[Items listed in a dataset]
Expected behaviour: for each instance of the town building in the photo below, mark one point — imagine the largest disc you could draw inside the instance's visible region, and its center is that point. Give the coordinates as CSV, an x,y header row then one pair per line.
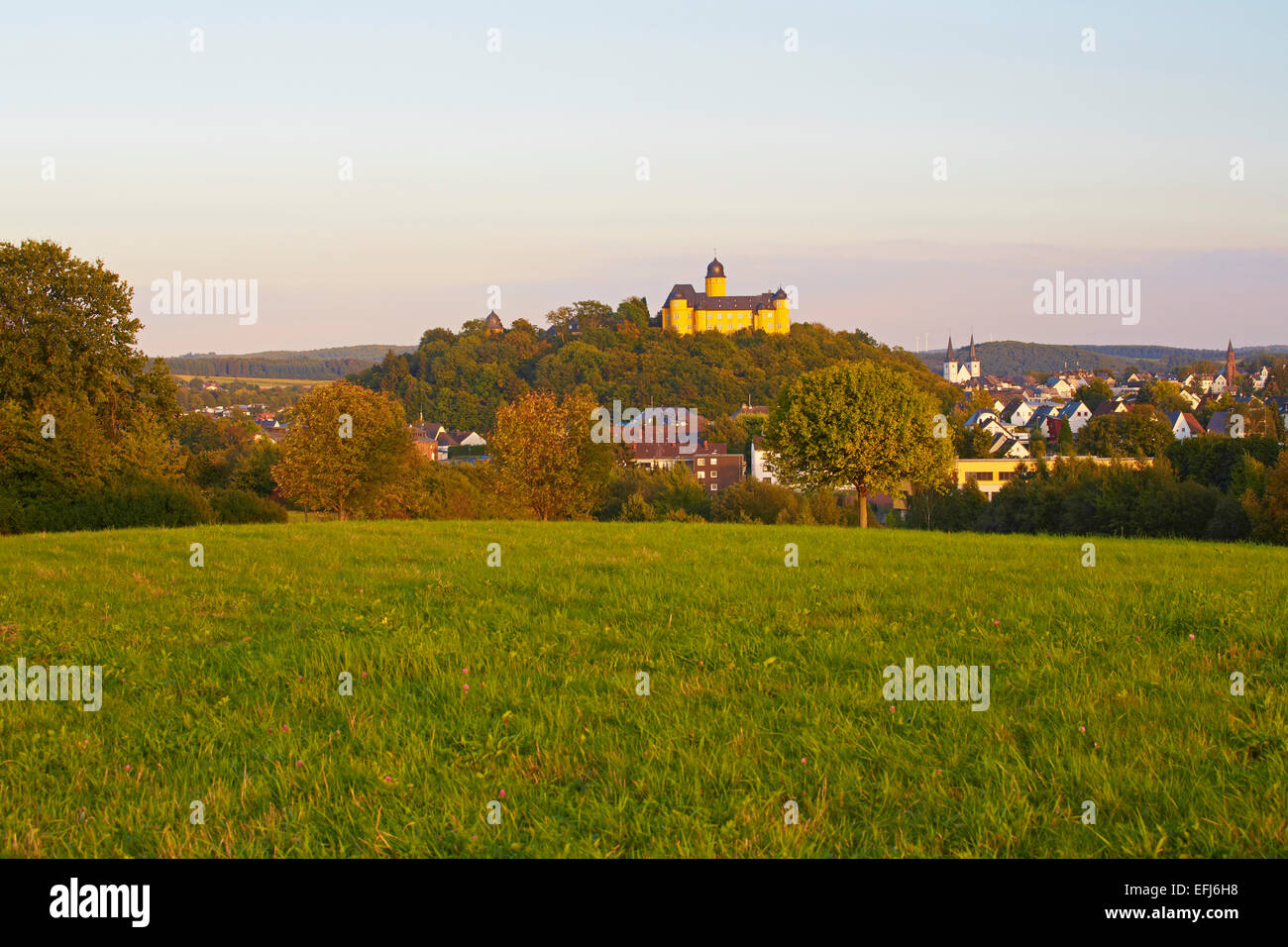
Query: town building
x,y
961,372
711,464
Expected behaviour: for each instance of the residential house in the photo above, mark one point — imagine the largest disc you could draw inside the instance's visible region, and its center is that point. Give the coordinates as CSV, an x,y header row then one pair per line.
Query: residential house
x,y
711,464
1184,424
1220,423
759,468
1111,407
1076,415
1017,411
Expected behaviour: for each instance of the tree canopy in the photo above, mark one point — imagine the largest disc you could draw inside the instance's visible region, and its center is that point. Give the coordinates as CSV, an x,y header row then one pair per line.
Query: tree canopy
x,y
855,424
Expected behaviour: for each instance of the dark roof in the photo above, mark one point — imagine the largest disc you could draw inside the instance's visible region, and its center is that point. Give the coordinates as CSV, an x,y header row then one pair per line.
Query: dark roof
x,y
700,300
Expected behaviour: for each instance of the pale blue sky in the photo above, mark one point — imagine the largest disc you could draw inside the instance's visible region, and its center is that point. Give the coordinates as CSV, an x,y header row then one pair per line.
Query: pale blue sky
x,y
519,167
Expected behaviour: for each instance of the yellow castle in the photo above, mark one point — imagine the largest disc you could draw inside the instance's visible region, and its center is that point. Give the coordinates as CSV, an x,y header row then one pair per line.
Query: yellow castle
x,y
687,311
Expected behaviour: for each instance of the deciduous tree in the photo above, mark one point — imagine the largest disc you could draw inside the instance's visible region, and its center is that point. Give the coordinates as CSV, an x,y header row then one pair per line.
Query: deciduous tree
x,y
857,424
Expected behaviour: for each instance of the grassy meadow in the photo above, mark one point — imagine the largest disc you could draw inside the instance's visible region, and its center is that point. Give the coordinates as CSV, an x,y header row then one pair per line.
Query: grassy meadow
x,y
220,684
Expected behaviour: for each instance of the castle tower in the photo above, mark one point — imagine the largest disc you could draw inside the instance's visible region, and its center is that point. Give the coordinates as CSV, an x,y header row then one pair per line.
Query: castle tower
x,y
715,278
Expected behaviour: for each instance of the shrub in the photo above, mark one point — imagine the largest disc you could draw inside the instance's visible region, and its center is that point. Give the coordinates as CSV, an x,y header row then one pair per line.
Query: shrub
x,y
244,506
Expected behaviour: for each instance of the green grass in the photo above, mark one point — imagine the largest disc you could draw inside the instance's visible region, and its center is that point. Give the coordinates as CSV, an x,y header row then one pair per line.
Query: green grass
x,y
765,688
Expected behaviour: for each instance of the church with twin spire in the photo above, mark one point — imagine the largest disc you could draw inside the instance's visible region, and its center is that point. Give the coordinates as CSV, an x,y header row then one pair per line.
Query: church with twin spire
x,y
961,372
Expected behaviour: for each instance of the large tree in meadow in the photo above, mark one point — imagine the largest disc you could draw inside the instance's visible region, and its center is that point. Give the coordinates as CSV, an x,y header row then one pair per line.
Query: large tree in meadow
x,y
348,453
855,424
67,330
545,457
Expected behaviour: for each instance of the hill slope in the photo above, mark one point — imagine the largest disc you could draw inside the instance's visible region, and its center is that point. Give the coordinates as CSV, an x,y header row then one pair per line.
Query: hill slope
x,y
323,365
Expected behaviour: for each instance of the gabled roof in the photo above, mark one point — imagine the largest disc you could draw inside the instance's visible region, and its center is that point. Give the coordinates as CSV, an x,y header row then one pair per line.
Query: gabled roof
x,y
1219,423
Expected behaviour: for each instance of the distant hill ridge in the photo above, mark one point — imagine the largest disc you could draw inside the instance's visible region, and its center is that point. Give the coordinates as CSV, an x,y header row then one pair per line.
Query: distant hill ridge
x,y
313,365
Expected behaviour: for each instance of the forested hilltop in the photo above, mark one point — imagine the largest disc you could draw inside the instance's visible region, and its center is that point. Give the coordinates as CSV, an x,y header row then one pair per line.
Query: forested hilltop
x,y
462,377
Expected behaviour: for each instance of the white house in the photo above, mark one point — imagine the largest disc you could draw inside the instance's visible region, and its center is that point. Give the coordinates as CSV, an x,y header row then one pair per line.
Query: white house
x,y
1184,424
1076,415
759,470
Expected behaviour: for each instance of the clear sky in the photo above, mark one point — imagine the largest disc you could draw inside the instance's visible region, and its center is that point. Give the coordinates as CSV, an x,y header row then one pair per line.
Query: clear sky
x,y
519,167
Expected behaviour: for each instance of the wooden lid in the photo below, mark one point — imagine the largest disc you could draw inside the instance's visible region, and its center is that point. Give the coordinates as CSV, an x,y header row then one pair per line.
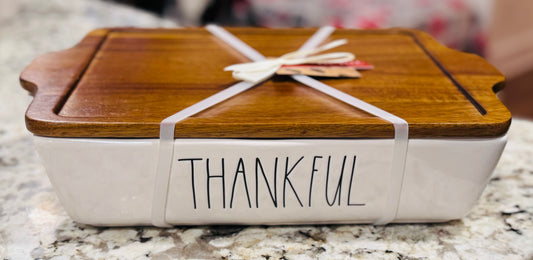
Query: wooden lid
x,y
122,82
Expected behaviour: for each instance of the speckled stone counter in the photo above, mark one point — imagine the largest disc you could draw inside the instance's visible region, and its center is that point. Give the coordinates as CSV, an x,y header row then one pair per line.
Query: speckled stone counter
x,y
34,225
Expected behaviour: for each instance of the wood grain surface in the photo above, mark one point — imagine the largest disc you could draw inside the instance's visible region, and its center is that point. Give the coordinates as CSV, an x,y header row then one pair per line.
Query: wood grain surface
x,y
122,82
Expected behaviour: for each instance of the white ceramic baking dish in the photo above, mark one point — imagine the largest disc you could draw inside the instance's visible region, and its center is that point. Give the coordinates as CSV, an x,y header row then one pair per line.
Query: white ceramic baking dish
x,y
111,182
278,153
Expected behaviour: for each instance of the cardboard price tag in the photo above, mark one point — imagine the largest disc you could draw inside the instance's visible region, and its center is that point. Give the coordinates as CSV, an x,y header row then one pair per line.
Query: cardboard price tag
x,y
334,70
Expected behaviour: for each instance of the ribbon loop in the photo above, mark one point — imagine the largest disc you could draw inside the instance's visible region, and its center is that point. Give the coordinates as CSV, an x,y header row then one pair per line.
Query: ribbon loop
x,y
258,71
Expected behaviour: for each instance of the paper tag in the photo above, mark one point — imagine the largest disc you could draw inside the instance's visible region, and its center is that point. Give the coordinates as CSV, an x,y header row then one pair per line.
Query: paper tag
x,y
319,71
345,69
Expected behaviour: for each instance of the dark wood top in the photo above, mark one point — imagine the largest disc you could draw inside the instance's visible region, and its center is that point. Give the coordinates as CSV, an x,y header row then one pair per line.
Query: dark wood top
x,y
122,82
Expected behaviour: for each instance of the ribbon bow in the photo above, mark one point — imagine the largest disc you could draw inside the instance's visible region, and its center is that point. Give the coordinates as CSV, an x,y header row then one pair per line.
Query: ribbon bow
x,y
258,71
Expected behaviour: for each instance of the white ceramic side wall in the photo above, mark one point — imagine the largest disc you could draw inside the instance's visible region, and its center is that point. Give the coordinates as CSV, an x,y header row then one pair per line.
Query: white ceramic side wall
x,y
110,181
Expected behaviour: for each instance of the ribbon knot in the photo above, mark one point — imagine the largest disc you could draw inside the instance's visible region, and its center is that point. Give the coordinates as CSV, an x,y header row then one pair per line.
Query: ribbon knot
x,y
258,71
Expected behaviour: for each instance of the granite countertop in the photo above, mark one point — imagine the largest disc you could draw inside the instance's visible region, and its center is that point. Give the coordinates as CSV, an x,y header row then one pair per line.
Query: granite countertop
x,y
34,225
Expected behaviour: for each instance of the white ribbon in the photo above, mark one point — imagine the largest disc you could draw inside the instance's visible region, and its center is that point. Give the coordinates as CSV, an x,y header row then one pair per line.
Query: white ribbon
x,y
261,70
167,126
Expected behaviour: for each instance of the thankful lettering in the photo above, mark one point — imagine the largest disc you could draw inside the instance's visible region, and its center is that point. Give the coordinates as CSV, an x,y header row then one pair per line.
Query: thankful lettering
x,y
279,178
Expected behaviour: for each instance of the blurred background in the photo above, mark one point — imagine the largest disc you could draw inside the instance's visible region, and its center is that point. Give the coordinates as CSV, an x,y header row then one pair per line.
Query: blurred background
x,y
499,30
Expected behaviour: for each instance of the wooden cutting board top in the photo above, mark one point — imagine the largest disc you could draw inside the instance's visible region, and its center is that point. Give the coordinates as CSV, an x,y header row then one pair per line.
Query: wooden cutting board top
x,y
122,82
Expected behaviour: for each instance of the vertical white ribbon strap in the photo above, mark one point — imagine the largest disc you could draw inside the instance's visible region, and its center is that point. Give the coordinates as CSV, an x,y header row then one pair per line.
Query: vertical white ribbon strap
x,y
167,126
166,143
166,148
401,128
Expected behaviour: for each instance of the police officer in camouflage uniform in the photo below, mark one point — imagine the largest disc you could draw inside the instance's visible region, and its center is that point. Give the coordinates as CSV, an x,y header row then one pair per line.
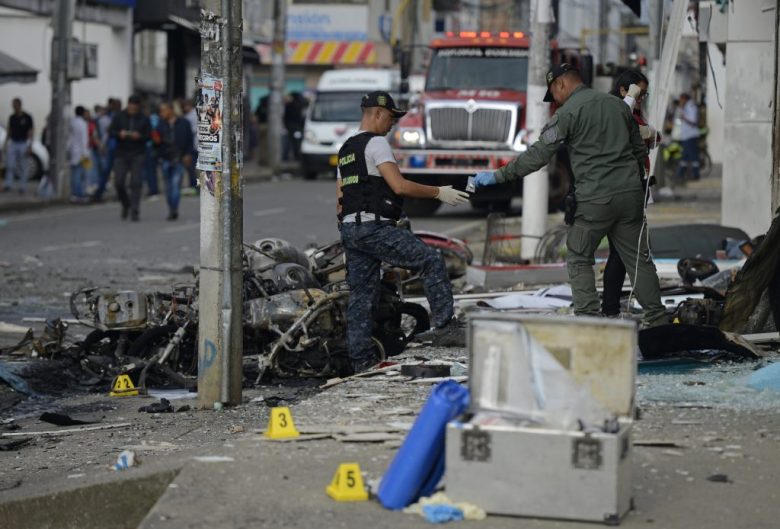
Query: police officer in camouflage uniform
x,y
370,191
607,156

# PROMPT
In the records above, collect each line with "below".

# TASK RESPONSE
Expected behaviour: for each instance of the town building in the photo below, mark one point — imagine the largest disc you could draw inside the instance's visible region, and its center is that point. Give the coordinates as CSV, an x,y header row then one pair per line.
Expected behaviour: for each instance of the wooden lid in the photo below, mark one point — imagine the largest disc you could draw inside the instance's visible region, and its center is that point. Give the coordinates as CSV, an x,y header row then one pair per line.
Expected behaviour: for each instance of the police officer in camouflage uniform in the photo below, mark one point — imagine the largest disc you could draw inside the instance's visible region, and its center is that point. Give the coordinates as CSV, an x,y header row then one pair per line.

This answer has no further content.